**Given problem**: Output only the lines from the one holding "Would you point out the street" to the end of the data below, please, copied exactly.

**Coordinate annotation entries**:
---
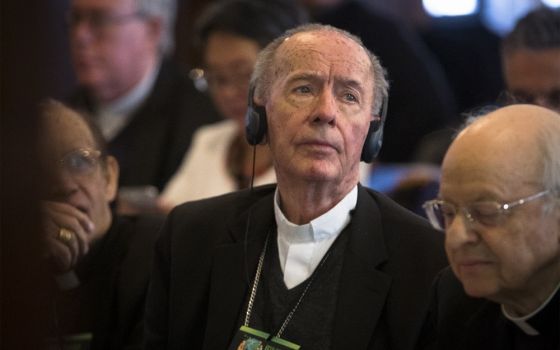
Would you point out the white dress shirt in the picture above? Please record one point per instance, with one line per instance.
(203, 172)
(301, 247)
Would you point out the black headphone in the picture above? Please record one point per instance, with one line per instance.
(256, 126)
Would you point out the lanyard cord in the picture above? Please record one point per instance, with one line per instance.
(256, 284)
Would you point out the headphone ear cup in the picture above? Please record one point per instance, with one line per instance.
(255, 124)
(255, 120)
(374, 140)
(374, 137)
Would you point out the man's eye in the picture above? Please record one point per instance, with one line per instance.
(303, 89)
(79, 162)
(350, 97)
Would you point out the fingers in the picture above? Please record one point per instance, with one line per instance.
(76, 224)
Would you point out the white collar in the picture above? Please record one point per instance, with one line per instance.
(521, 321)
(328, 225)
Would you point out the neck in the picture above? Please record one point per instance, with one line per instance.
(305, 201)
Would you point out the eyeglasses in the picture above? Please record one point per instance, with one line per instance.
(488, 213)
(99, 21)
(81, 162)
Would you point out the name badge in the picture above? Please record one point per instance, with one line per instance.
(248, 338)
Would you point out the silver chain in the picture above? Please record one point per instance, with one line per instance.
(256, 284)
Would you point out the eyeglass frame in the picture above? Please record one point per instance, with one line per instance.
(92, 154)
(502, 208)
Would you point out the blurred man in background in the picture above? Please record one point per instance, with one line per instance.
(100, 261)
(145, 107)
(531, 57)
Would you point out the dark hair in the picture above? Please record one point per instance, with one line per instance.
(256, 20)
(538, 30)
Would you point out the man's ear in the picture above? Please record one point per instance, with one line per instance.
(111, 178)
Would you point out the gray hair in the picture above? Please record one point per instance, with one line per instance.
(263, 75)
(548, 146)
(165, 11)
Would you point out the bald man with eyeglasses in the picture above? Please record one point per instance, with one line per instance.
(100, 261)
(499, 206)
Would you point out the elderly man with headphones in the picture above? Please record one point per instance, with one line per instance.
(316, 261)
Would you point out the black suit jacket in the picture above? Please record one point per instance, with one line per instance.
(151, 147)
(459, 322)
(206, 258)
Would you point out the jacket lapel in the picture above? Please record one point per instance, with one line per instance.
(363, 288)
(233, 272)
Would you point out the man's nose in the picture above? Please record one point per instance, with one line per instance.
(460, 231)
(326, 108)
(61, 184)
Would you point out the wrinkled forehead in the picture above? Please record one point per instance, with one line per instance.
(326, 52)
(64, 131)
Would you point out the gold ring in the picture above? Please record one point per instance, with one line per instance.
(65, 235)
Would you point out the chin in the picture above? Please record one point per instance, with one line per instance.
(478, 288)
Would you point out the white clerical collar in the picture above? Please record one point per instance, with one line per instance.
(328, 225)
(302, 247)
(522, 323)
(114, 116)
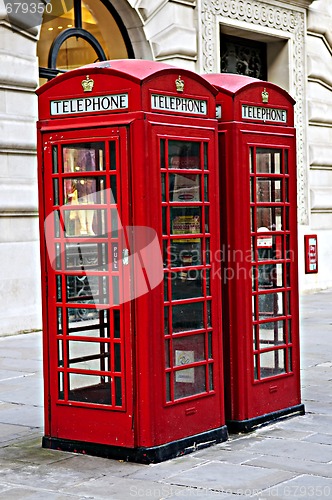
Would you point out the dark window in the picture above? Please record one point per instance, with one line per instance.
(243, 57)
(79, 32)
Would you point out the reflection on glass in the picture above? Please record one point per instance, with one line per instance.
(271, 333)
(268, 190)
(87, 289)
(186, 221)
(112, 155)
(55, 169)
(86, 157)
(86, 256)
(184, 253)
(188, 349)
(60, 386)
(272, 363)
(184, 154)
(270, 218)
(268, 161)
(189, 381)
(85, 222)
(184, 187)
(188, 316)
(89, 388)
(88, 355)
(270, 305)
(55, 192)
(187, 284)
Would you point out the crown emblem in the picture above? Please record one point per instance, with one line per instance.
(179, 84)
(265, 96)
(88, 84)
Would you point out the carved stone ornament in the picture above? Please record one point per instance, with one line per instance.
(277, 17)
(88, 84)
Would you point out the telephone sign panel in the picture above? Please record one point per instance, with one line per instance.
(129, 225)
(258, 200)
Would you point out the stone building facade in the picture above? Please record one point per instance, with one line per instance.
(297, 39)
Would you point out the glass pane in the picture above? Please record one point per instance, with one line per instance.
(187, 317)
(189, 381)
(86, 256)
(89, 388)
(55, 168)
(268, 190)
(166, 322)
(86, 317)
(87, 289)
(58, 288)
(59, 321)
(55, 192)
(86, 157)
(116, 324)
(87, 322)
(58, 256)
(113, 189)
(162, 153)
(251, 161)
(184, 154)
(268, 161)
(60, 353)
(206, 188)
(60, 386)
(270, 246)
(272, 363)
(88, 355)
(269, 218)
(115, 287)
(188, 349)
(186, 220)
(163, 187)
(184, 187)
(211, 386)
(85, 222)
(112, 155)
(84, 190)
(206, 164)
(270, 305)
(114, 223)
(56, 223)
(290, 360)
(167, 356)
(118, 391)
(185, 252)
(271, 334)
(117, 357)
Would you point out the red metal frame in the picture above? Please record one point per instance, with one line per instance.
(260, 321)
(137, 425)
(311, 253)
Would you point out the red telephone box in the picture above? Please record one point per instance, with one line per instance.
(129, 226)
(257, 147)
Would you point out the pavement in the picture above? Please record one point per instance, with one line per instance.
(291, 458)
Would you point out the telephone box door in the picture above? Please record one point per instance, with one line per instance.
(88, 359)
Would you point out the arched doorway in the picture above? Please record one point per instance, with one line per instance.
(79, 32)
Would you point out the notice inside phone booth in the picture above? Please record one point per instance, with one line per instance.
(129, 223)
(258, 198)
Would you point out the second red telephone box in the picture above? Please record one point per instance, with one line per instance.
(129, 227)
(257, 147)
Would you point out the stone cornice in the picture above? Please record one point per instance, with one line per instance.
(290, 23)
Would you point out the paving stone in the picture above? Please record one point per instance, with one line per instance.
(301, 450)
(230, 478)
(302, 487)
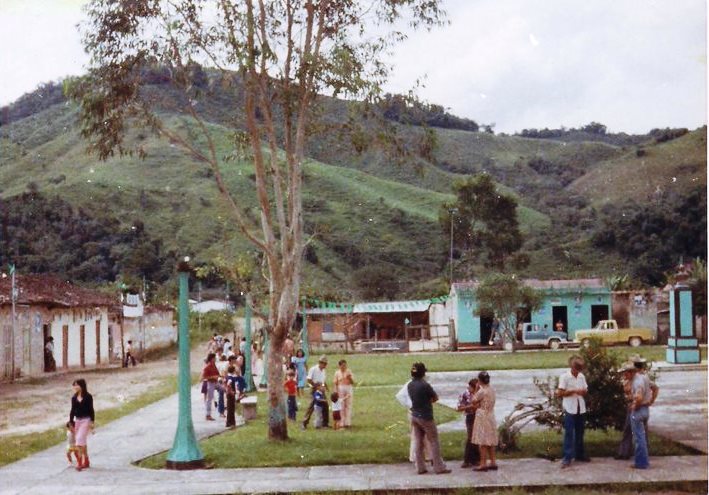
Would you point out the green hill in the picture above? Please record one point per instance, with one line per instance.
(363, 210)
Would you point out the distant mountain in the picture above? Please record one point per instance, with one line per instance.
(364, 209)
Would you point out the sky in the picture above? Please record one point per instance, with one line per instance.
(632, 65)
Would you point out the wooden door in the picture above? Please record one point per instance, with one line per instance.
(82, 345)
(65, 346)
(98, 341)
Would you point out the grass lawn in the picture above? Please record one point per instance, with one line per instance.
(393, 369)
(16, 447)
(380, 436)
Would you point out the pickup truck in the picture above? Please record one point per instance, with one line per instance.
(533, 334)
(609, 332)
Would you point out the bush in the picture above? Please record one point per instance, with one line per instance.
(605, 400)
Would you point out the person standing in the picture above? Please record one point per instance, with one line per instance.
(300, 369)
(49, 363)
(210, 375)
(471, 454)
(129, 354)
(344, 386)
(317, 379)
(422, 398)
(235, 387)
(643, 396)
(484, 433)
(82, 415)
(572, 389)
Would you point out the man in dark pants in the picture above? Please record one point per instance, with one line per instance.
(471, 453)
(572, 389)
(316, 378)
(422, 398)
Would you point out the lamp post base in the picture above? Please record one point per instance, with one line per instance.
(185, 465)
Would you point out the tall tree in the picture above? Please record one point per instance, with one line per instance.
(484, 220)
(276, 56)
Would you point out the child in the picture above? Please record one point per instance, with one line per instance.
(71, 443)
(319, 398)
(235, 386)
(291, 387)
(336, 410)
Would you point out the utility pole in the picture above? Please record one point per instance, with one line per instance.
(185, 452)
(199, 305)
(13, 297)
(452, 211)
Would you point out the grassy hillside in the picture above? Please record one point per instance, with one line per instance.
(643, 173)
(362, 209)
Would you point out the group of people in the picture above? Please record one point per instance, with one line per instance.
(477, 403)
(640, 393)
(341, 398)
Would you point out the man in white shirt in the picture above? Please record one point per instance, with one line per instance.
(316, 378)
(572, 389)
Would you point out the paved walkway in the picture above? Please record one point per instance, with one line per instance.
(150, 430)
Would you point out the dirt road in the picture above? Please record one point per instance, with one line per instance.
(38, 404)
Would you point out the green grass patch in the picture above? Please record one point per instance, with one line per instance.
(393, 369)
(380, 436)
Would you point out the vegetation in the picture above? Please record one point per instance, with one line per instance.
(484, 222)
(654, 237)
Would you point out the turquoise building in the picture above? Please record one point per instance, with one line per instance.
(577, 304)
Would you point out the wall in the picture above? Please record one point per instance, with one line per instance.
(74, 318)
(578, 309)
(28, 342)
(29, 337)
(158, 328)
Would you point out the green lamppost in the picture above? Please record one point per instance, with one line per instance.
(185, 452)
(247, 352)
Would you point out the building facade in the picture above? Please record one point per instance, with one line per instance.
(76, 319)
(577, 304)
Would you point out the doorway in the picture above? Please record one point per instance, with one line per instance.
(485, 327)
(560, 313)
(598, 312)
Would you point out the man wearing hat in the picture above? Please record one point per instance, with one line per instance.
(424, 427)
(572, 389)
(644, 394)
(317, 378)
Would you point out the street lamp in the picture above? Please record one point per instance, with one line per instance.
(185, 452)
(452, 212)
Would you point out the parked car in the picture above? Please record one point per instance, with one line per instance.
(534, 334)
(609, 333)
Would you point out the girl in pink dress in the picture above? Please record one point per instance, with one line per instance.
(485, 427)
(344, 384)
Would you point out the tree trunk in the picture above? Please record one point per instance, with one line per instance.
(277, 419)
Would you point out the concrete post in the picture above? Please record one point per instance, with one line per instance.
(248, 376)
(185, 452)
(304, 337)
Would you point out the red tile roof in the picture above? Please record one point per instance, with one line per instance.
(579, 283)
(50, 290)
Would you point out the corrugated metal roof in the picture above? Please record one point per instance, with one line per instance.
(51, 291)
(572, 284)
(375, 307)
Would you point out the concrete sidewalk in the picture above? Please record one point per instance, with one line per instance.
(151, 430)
---
**Exercise solution**:
Would you point out the street lamp in the picture above? Please record one point per instance, with one line per instance.
(185, 452)
(452, 212)
Would you point out the parked car in the picture above? Please record one point per instance, with one line per instance.
(534, 334)
(609, 333)
Would you point out the girl in pink dress in the picture above? Please record one point per instance, with one line per instance.
(485, 427)
(344, 384)
Would you point out the tree trunk in the picture above? Please record one point per instance, with one line per instance.
(277, 419)
Would you point out the concrete post in the picture above? Please record one point per instance, with one line per instance.
(248, 376)
(185, 452)
(304, 337)
Would you point out the red tile roof in the picture above? Please record one point per instance, with one line per instance.
(579, 283)
(50, 290)
Would you point out the corrugated metal roof in the picture above? Please record one point per instance, with one line per instance.
(51, 291)
(572, 284)
(375, 307)
Would you point out the concrete sidewalk in the picture above? Please record one point per instance, with one line per instance.
(151, 430)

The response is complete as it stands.